The FLSA permits an employer to pay certain categories of employees less than the statutory minimum wage through the use of a “tip credit.” 29 U.S.C. § 203(m). Use of a tip credit for such employees is permitted so long as two primary conditions are satisfied: the employer must give notice to its employees, and tips must be completely retained by employees. Id. Employees can, however, participate in tip pools, as long as tips are distributed exclusively to those employees that “customarily and regularly” receive tips. Id.

In its 2010 decision, Cumbie v. Woody Woo, Inc., the Ninth Circuit had previously found that the FLSA is silent as to whether employers who did not take the tip credit – i.e., who paid their employees at or above the full statutory minimum wage – could use tip pools that included both tipped and non-tipped employees. 596 F.3d 577, 581. Because the statute does not expressly prohibit the practice, the Court reasoned, it was permissible. Id. at 583 (citing Christensen v. Harris County, 529 U.S. 576, 588 (2000)). Therefore, the Court rejected the plaintiff’s argument that she was owed her waitressing tips in their entirety in addition to her above-minimum wage hourly rate.
+===+
Direction 1
Could you transcribe the passage on tip credits in full, word for word?
The passage on tip credits and the listing that comes after it are unrelated material.

[Segmentation dataset listing]
+===+
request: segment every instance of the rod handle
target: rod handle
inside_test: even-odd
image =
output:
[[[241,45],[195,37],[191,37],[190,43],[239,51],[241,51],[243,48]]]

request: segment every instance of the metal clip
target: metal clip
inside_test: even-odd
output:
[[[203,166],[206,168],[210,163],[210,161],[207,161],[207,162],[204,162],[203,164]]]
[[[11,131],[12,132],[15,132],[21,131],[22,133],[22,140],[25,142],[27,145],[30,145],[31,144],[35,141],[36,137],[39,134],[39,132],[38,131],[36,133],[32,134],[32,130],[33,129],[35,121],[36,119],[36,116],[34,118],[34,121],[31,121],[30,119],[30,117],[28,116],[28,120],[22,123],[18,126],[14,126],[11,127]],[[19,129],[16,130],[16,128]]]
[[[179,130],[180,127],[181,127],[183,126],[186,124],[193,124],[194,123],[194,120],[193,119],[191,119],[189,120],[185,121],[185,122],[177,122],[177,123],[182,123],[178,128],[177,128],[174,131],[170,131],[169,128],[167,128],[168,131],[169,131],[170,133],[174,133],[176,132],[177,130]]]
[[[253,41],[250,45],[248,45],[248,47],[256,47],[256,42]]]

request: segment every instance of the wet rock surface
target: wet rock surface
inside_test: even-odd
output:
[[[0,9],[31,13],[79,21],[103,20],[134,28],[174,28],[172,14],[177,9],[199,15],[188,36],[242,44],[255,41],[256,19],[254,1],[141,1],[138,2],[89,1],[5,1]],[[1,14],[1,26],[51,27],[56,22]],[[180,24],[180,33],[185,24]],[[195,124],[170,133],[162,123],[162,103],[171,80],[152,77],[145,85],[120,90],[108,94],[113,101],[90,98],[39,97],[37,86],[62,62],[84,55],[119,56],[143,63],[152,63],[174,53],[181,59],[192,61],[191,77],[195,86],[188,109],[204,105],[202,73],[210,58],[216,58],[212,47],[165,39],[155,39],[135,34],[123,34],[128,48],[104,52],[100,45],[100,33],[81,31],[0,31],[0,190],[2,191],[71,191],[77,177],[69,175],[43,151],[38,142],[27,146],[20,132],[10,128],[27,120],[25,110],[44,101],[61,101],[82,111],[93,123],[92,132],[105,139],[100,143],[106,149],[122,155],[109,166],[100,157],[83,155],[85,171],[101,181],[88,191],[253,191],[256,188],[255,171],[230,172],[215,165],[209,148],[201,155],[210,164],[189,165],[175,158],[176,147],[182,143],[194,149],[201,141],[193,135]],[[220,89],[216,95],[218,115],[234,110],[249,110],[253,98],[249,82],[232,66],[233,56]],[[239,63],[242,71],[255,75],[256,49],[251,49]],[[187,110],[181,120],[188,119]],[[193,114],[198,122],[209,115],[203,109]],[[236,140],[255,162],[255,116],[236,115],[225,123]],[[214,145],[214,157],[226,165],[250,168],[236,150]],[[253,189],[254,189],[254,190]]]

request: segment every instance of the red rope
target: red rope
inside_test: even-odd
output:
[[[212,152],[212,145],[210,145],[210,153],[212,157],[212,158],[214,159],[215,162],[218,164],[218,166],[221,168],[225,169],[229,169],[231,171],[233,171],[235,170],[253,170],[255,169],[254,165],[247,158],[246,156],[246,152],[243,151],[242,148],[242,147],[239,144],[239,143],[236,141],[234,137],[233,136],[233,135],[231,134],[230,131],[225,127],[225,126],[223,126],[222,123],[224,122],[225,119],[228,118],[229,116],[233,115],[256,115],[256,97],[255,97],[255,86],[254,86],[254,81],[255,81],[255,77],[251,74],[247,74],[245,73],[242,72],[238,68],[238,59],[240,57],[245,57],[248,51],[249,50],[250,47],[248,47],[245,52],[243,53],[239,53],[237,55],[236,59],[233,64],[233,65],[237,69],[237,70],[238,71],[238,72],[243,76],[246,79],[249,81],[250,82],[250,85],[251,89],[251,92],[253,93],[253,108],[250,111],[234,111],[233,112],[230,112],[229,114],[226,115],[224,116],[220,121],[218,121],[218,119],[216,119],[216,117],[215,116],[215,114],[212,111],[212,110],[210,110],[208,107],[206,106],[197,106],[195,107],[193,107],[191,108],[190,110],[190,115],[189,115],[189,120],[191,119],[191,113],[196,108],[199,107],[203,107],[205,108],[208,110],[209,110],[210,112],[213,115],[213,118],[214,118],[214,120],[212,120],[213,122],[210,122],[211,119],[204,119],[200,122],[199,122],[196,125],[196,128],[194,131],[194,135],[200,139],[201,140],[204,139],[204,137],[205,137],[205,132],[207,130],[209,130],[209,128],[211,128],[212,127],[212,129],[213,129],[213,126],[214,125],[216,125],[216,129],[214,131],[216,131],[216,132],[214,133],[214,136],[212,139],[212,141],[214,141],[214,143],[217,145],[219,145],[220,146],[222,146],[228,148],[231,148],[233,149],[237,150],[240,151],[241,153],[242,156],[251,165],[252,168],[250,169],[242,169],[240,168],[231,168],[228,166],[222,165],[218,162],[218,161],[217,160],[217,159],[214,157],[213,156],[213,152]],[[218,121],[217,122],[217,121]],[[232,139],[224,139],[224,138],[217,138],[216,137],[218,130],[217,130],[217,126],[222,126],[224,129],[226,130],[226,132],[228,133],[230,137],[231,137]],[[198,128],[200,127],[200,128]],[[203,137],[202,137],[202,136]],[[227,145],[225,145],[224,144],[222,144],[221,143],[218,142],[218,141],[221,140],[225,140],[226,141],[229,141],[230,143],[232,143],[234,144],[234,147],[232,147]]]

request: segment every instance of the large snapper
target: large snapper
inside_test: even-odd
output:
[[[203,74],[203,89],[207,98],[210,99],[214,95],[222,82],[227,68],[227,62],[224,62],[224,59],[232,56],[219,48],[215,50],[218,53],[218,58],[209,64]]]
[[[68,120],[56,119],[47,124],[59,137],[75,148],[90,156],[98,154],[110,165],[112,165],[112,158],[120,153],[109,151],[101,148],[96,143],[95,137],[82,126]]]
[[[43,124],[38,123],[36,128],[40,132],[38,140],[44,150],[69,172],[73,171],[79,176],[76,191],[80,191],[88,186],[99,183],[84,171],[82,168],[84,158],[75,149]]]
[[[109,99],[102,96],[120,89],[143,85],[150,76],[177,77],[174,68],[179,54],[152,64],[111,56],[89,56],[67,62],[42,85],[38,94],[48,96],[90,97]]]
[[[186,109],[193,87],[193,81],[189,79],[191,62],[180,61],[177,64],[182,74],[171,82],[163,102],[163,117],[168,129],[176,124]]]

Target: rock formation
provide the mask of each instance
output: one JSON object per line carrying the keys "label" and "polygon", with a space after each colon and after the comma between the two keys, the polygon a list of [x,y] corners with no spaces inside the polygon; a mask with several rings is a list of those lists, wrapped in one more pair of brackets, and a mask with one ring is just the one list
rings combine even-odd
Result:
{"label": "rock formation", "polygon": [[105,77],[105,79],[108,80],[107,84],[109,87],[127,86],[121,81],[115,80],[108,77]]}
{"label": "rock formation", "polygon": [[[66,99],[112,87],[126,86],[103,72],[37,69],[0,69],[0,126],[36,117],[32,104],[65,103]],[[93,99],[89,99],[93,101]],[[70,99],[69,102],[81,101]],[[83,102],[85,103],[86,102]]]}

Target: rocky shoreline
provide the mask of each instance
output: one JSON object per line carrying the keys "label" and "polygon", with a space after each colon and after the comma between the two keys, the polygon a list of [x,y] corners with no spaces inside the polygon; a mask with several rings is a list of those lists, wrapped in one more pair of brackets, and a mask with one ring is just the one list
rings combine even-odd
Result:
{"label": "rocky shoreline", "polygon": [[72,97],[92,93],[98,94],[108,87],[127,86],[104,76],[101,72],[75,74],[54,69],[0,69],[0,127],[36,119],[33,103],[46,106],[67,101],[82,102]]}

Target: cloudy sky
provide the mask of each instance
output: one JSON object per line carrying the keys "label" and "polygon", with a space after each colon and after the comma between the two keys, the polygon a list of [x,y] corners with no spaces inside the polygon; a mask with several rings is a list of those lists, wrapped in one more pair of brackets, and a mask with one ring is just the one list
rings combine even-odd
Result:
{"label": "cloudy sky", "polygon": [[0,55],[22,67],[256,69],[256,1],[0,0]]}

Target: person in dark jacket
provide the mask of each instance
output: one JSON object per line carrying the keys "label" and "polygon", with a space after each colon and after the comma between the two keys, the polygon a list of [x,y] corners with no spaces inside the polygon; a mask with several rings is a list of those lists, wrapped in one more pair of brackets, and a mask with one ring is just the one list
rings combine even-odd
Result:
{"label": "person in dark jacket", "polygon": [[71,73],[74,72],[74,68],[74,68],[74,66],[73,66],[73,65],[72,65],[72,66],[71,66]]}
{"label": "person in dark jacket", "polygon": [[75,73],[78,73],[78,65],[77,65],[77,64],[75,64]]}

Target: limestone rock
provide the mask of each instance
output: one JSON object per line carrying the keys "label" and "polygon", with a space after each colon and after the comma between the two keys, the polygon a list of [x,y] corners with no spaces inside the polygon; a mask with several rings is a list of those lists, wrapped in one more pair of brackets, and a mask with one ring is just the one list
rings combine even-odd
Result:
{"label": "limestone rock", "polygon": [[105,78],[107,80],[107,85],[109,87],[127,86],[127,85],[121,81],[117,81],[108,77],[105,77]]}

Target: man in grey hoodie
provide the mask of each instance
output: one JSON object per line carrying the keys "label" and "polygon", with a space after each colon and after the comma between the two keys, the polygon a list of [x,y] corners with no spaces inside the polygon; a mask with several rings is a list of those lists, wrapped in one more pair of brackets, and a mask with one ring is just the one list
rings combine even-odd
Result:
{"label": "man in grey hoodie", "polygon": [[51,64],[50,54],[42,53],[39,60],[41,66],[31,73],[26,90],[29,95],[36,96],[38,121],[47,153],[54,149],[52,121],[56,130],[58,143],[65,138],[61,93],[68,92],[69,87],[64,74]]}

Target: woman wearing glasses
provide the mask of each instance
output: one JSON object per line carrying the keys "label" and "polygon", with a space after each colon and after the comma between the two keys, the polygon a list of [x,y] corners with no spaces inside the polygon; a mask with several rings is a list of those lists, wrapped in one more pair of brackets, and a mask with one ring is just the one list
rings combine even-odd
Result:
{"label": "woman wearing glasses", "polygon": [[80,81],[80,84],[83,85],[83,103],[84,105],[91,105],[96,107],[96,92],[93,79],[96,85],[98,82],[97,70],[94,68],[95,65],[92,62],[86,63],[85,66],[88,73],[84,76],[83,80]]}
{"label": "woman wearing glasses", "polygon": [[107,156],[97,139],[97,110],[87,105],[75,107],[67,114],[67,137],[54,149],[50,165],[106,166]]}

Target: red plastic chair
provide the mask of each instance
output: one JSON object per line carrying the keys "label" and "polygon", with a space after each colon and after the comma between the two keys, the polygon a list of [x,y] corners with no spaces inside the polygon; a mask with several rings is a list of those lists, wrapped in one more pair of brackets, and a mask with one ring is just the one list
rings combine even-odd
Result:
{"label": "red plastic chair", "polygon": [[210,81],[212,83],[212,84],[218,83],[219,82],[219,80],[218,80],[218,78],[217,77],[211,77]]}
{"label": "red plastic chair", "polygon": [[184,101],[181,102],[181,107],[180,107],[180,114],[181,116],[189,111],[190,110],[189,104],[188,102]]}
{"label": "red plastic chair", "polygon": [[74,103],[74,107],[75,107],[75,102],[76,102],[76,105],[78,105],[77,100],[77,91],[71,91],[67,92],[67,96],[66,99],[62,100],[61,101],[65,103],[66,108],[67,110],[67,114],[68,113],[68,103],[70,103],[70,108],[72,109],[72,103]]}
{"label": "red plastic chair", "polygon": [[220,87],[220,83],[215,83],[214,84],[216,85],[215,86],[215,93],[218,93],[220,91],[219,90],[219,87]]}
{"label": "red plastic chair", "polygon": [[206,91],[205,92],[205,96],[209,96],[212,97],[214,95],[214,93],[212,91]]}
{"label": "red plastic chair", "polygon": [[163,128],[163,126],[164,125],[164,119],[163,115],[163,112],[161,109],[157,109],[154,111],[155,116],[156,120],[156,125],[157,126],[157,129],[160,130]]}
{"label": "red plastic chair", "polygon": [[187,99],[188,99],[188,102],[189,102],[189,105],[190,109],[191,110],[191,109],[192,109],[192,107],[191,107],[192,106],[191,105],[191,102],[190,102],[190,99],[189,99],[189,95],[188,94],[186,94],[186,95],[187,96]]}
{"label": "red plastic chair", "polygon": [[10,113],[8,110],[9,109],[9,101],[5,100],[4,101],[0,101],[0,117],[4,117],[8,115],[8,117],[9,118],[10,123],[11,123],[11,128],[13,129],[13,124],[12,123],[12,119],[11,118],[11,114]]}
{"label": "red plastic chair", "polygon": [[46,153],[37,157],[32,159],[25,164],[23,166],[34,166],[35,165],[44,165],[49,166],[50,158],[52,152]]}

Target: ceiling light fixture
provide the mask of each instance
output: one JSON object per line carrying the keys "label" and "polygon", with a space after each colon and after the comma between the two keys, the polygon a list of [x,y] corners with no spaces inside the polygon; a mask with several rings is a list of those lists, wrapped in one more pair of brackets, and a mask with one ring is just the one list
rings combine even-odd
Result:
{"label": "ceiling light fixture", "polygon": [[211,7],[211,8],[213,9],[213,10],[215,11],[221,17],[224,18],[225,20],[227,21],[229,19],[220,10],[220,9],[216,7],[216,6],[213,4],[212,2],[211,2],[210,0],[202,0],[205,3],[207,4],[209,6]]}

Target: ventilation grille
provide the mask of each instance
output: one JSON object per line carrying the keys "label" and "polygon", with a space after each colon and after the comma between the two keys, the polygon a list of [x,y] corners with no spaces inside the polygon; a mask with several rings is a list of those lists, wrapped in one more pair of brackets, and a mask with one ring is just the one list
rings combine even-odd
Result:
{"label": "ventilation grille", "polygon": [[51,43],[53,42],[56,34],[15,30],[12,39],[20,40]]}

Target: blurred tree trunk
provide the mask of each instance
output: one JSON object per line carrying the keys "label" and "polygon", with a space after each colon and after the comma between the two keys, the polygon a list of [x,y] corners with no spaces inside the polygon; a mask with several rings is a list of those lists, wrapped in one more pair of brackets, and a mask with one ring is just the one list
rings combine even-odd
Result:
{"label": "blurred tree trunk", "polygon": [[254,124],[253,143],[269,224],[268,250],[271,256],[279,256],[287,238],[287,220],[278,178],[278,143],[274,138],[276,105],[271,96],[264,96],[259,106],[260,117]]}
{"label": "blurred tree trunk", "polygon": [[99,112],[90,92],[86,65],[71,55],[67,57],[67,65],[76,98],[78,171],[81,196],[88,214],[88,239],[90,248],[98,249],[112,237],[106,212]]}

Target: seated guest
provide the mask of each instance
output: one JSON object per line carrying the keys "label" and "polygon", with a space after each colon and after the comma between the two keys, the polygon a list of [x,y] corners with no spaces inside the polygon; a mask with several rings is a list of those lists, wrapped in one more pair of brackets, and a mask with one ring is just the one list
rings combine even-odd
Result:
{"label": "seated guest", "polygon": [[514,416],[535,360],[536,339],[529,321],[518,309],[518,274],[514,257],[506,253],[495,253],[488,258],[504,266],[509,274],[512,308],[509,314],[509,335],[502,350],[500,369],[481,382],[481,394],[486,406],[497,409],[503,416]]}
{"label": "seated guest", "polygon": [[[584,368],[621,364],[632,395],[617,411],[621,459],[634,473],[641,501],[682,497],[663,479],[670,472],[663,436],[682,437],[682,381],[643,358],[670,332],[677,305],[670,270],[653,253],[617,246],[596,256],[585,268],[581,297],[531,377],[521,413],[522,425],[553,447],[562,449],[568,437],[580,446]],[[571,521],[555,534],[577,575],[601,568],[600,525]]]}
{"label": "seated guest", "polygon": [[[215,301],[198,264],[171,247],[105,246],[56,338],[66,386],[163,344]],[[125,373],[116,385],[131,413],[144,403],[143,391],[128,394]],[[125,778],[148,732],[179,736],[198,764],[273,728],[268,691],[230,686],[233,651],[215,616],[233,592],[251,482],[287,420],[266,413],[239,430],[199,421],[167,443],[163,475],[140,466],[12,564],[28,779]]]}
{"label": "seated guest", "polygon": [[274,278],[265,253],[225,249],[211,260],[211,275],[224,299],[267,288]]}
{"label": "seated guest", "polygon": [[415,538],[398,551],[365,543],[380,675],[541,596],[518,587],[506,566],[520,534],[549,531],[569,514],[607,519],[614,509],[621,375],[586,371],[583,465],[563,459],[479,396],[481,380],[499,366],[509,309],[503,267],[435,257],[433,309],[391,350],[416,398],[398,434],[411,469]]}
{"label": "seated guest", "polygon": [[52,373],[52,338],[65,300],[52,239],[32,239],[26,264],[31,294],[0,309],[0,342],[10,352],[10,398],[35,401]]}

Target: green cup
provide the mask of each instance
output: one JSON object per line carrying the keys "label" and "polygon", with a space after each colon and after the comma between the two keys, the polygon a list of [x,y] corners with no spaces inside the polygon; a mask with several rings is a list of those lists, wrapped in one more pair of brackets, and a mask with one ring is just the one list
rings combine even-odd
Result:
+===+
Direction 2
Can you give the listing, from its first line through the line containing "[[[253,41],[250,45],[248,45],[248,47],[256,47],[256,42]]]", as a JSON list of strings with one string per line and blank lines left out?

Finished answer 1
The FLSA permits an employer to pay certain categories of employees less than the statutory minimum wage through the use of a “tip credit.” 29 U.S.C. § 203(m). Use of a tip credit for such employees is permitted so long as two primary conditions are satisfied: the employer must give notice to its employees, and tips must be completely retained by employees. Id. Employees can, however, participate in tip pools, as long as tips are distributed exclusively to those employees that “customarily and regularly” receive tips. Id.

In its 2010 decision, Cumbie v. Woody Woo, Inc., the Ninth Circuit had previously found that the FLSA is silent as to whether employers who did not take the tip credit – i.e., who paid their employees at or above the full statutory minimum wage – could use tip pools that included both tipped and non-tipped employees. 596 F.3d 577, 581. Because the statute does not expressly prohibit the practice, the Court reasoned, it was permissible. Id. at 583 (citing Christensen v. Harris County, 529 U.S. 576, 588 (2000)). Therefore, the Court rejected the plaintiff’s argument that she was owed her waitressing tips in their entirety in addition to her above-minimum wage hourly rate.

Finished answer 2
[
  "request: segment every instance of the rod handle",
  "target: rod handle",
  "inside_test: even-odd",
  "image =",
  "output:",
  "[[[241,45],[195,37],[191,37],[190,43],[239,51],[241,51],[243,48]]]",
  "request: segment every instance of the metal clip",
  "target: metal clip",
  "inside_test: even-odd",
  "output:",
  "[[[203,166],[206,168],[210,163],[210,161],[207,161],[207,162],[204,162],[203,164]]]",
  "[[[11,131],[12,132],[15,132],[21,131],[22,133],[22,140],[25,142],[27,145],[30,145],[31,144],[35,141],[36,137],[39,134],[39,132],[38,131],[36,133],[32,134],[32,130],[33,129],[35,121],[36,119],[36,116],[34,118],[34,121],[31,121],[30,119],[30,117],[28,116],[28,120],[22,123],[18,126],[14,126],[11,127]],[[19,129],[16,130],[16,128]]]",
  "[[[179,130],[180,127],[181,127],[183,126],[186,124],[193,124],[194,123],[194,120],[193,119],[191,119],[189,120],[185,121],[185,122],[177,122],[177,123],[182,123],[178,128],[177,128],[174,131],[170,131],[169,128],[167,128],[168,131],[169,131],[170,133],[174,133],[176,132],[177,130]]]",
  "[[[253,41],[250,45],[248,45],[248,47],[256,47],[256,42]]]"
]